(Image point grounding data)

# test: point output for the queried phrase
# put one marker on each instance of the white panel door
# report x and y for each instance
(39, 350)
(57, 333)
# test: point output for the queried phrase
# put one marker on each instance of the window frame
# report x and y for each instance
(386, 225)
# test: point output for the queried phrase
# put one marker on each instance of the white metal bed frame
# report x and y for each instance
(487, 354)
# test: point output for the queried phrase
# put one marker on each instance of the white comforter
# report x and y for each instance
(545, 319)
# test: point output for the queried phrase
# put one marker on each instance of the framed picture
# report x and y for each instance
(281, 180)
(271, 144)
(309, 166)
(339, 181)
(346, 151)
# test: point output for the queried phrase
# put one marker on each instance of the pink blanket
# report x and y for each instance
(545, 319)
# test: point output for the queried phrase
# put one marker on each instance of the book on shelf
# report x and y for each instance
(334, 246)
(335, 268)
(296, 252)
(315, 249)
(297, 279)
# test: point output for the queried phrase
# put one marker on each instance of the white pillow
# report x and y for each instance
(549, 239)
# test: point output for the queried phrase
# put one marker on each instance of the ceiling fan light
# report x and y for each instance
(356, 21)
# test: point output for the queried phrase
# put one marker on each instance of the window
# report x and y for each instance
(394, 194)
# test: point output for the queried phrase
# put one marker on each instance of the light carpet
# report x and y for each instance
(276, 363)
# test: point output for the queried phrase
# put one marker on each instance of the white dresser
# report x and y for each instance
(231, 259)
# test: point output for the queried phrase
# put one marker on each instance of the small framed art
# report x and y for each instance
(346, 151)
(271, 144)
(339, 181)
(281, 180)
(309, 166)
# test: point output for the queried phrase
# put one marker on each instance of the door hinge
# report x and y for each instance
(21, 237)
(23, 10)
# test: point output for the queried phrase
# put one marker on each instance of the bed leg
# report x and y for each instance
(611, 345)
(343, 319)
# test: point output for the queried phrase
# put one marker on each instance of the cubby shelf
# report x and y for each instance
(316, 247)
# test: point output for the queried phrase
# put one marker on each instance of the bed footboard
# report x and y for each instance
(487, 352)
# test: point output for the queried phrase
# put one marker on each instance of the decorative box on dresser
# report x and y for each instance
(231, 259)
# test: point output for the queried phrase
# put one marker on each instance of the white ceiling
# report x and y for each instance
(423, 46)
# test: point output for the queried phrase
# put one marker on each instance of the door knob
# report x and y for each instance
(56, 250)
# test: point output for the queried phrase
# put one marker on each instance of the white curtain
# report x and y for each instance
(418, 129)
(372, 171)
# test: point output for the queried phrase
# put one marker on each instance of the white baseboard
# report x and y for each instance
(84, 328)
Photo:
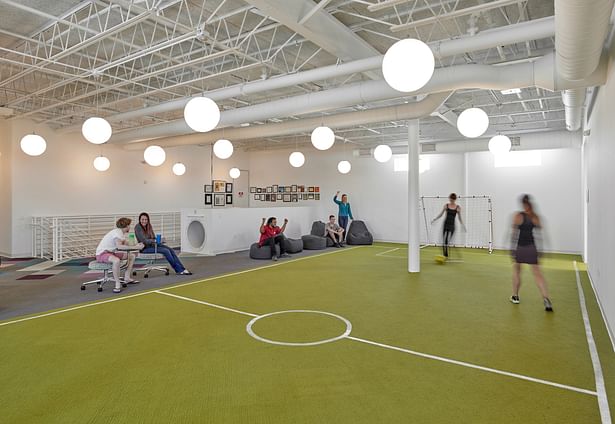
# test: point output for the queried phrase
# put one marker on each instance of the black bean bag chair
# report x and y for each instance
(316, 240)
(358, 234)
(264, 252)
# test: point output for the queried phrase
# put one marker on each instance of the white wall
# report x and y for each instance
(555, 187)
(600, 176)
(63, 181)
(5, 187)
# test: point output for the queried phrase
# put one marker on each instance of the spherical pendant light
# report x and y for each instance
(179, 169)
(96, 130)
(101, 163)
(473, 122)
(296, 159)
(33, 144)
(499, 144)
(154, 155)
(234, 173)
(323, 138)
(408, 65)
(202, 114)
(383, 153)
(344, 167)
(223, 149)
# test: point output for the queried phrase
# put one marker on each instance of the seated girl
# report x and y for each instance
(145, 234)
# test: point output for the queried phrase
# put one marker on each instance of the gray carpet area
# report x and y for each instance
(31, 296)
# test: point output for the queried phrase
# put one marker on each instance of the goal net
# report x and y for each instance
(476, 212)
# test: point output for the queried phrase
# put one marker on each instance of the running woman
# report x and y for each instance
(525, 252)
(452, 210)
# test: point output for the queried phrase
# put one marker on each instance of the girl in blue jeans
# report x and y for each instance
(145, 234)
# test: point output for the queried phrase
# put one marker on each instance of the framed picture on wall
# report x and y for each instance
(218, 199)
(219, 186)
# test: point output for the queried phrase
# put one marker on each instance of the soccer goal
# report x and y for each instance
(477, 215)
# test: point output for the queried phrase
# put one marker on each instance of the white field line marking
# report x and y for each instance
(603, 402)
(168, 288)
(388, 251)
(74, 308)
(213, 305)
(478, 367)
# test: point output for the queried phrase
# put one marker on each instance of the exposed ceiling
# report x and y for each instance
(64, 61)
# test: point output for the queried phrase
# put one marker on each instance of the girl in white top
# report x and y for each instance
(106, 252)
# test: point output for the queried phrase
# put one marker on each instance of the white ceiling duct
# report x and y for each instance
(540, 73)
(526, 31)
(341, 120)
(580, 32)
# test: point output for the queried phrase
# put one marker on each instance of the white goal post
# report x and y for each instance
(477, 215)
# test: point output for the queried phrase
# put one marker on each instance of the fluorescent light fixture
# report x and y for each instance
(518, 159)
(511, 91)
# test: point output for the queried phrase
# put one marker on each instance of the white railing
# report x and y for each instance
(63, 237)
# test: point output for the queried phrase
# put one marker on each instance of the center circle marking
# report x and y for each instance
(262, 339)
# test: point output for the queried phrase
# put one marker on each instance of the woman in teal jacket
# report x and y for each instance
(344, 211)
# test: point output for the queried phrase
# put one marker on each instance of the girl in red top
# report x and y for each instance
(272, 234)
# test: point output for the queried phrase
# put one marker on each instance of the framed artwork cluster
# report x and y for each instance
(285, 193)
(218, 193)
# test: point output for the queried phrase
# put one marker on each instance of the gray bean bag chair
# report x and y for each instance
(358, 234)
(293, 245)
(257, 252)
(316, 240)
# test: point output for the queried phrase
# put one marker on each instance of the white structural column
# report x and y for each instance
(414, 263)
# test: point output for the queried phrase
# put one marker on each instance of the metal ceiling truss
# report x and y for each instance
(113, 56)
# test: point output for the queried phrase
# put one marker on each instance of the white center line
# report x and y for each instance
(213, 305)
(477, 367)
(603, 402)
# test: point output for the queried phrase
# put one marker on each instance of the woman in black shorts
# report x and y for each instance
(452, 210)
(525, 251)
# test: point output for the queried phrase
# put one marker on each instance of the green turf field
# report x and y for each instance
(442, 346)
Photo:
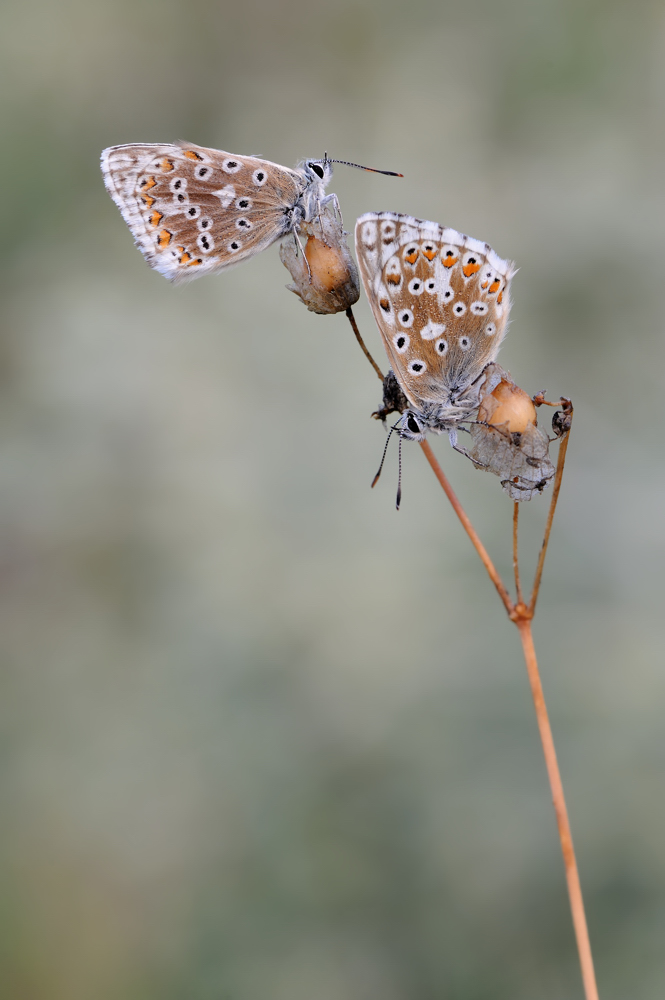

- _What to work on_
Set every record down exactly, omitting pictures.

- _Solution to this exercise_
# test: point output for the queried phrase
# put one marker on each instance of the white panel door
# report x and y for each instance
(39, 350)
(57, 333)
# test: point output for the queried phrase
# put one marker on each instance of the window frame
# report x and y for each instance
(386, 225)
# test: point output for the queried phrase
# put one marker on each instance of the white metal bed frame
# report x and y for each instance
(487, 354)
# test: point output for the queried phrase
# put one marker on each instance of the white comforter
# report x and y for each instance
(545, 319)
# test: point output for the queried phrase
# put one marker on each instance of the framed picture
# report x and y for each instance
(281, 180)
(271, 144)
(309, 166)
(339, 181)
(346, 151)
# test: point output for the queried phrase
# put one marker on each instance of the pink blanket
# report x and y for each instance
(545, 319)
# test: point output for the queried phrase
# put one marker on each instance of the book on shelf
# report x and y for each instance
(334, 246)
(335, 268)
(296, 252)
(315, 249)
(297, 279)
# test: point output for the queried phrase
# put one marker on each instance of the white pillow
# report x and y for each instance
(549, 239)
# test: point output for the queried phrase
# put one marker on each instance of the ceiling fan light
# report x and y for each instance
(356, 21)
# test: point output for the queried phrase
# put one marker on each instance of the window
# report x and y for each instance
(394, 194)
# test: point output for the queried phrase
# put one marker on each instance of the light carpet
# report x and y for each instance
(276, 363)
# test: point output for the queried phrase
# put one marker on each instance of the white dresser
# report x and y for each instance
(231, 259)
# test: point output for the queried phrase
# put one marker on each instance of the small framed art
# report x and y for each instance
(346, 151)
(271, 144)
(339, 181)
(281, 180)
(309, 166)
# test: point output for the queried phrase
# put one marker on each instance of the door hinge
# report x and y for each instance
(21, 237)
(23, 10)
# test: point output for the queried phrase
# put one marker on each instance of the bed leg
# report x and y for each instance
(611, 345)
(343, 319)
# test: point output for the queried phrase
# put one marker on each instance of the cubby shelf
# report x and y for each instance
(316, 247)
# test: point output for the queried phrase
# put one marker on each instance of the bed footboard
# report x and y for each instance
(487, 352)
# test: point output for the queried phrase
# put one marker on each instance of the decorative box on dresser
# report x and y for each instance
(231, 259)
# test: point output for the queried phrase
# put one marker on each instance of the white ceiling
# report x and y for each instance
(423, 46)
# test: point output for the queried phrase
# put one marker on each instance of the door knob
# report x and y for each instance
(56, 250)
# test: point output for the queried phrase
# put one marker on each instance of the white curtain
# report x and y for each instance
(418, 129)
(372, 171)
# test: point output for the queried phrase
# put one marker on each instance of the white baseboard
# report x and y for each instance
(84, 328)
Photo:
# test: point output for the queried phrase
# put one marker on each instance of the black bean bag chair
# report x and y for each instance
(316, 240)
(358, 234)
(264, 252)
# test: point output for the queried phrase
# put one marker on each instance of the white wall
# report x and y for each instance
(555, 187)
(600, 176)
(63, 181)
(5, 187)
# test: point output for the queried phrase
# put one marker on each instance of the spherical pendant light
# report x and y for each instance
(179, 169)
(96, 130)
(101, 163)
(473, 122)
(296, 159)
(33, 144)
(499, 144)
(154, 155)
(234, 173)
(323, 138)
(408, 65)
(202, 114)
(383, 153)
(344, 167)
(223, 149)
# test: point output for the queried phrase
# put one marker on each instance of the seated girl
# report x and y for each instance
(145, 234)
# test: point output for the queried phrase
# put one marker on each instance of the gray carpet area
# report x and y for each instance
(31, 296)
# test: point output for the queried phrase
# put one marker on each instance of the goal net
# report x and y for each instance
(476, 212)
# test: point output for the queried phrase
# put one marker on each instance of the running woman
# report x and y for each instance
(525, 252)
(452, 210)
# test: point output for the queried phrase
# put one marker on each instance of the girl in blue jeans
# report x and y for each instance
(145, 234)
# test: point output for the queried phrase
# put one marker on each instance of the framed picture on wall
# report x and y for each instance
(218, 199)
(219, 186)
# test: point output for the queried phrase
# put one marker on each instance of the soccer goal
# report x and y for each instance
(477, 215)
# test: point output for the queried phrase
# put one marker on each instance of the white field line marking
# report x and y for each instance
(603, 402)
(168, 288)
(388, 251)
(74, 308)
(213, 305)
(478, 367)
# test: point output for the queried phrase
# put one marker on each instance of the exposed ceiling
# report x and y for each instance
(64, 61)
# test: point output for the queried phrase
# put one marker on each instance of the girl in white top
# report x and y for each instance
(106, 252)
# test: point output for the queried phrase
# put one marker on each instance of the white ceiling duct
# report x and y for each instance
(540, 73)
(526, 31)
(341, 120)
(580, 32)
# test: point output for the queried phrase
# put one marker on each instance of the white goal post
# report x and y for each instance
(477, 215)
# test: point output for the queried phrase
# put one marker on each instance of the fluorescent light fixture
# report x and y for each instance
(518, 159)
(511, 91)
# test: point output for the queried phrase
# put one marker on each instance of the white railing
# report x and y for each instance
(63, 237)
# test: point output for the queried phrase
# put one marker on each instance of the center circle marking
# report x and y for each instance
(262, 339)
# test: point output for the queried phrase
# put one marker on each instance of the woman in teal jacket
# report x and y for each instance
(344, 211)
# test: point output for the queried phrase
# put one marker on each instance of the girl in red top
# report x and y for each instance
(272, 234)
# test: point output for the queried phrase
# put one marker on each instance of the framed artwork cluster
# report x and y for each instance
(285, 193)
(218, 193)
# test: point output for the queried phrase
# put one marker on each instance of the gray bean bag chair
# report x and y for each instance
(358, 234)
(293, 245)
(257, 252)
(316, 240)
# test: point output for the queried phrase
# put one marker on each instance of the white structural column
# report x and y for each instance
(414, 263)
# test: point output for the queried phrase
# put one marker on each instance of the metal ceiling truss
# report x and y for each instance
(113, 56)
# test: point output for the queried phrase
# put one marker on each instance of the white center line
# report x and y for each instance
(213, 305)
(477, 367)
(603, 402)
# test: point output for the queried phrase
# put one marker on each instance of the woman in black shorts
# report x and y for each instance
(452, 210)
(525, 251)
# test: point output for the queried phrase
# put one marker on each instance of the green turf field
# report x and y for each instance
(442, 346)
Photo:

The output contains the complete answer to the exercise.